▶ YANG HARUS DIKERJAKAN
Kembalikan tanpa perubahan bagian dari kutipan tentang Kompilasi Hukum Ekonomi Syari’ah yang dimulai dengan "b)        BAB II" dan berlanjut sampai "dan 42 ayat.".

▶ KUTIPAN TEKS
Dari pengertian di atas bahwa Kompilasi Hukum Ekonomi Syari’ah disusun oleh aparat Negara dalam hal ini Mahkamah Agung dengan penetapan Hukum Islam yang telah disesuaikan di Indonesia. Sehingga dengan adanya KHES tersebut, para pelaku usaha ekonomi yang dilaksanakan menurut prinsip syari’ah apabila terjadi sebuah sengketa hukum dapat diselesaikan dengan rujukan Kompilasi Hukum Ekonomi Syari’ah.
Putusan dalam penyelesaian sengketa diputusan oleh Badan Arbitrase Syari’ah.[4] Walaupun demikian, hakim dalam melakukan putusan hukum untuk menggali dan menemukan hukum sehingga tercapai putusan yang adil dan benar.[5]
b.         Isi pada KHES
Hal-hal yang terkait di dalam Kompilasi Hukum Ekonomi Syari’ah di bagi menjadi 4 (empat) bagian pembahasan, yang disebut dengan istilah Buku, meliputi:[6]
1.        Buku I tentang Subyek Hukum dan Amwal, yang terdiri dari:
a)        BAB I tentang Ketentuan Umum dengan 1 pasal dan 21 ayat.
b)        BAB II tentang Subyek Hukum dengan 15 pasal
c)        BAB II tentang Amwal dengan 3 pasal
2.        Buku II tentang Akad, yang terdiri dari:
a)        BAB I tentang Ketentuan Umum dengan 1 pasal dan 42 ayat.

▶ BARIS DATA
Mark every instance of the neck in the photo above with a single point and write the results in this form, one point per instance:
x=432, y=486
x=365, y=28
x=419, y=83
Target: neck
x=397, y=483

▶ JAWABAN TUGAS
b)        BAB II tentang Subyek Hukum dengan 15 pasal
c)        BAB II tentang Amwal dengan 3 pasal
2.        Buku II tentang Akad, yang terdiri dari:
a)        BAB I tentang Ketentuan Umum dengan 1 pasal dan 42 ayat.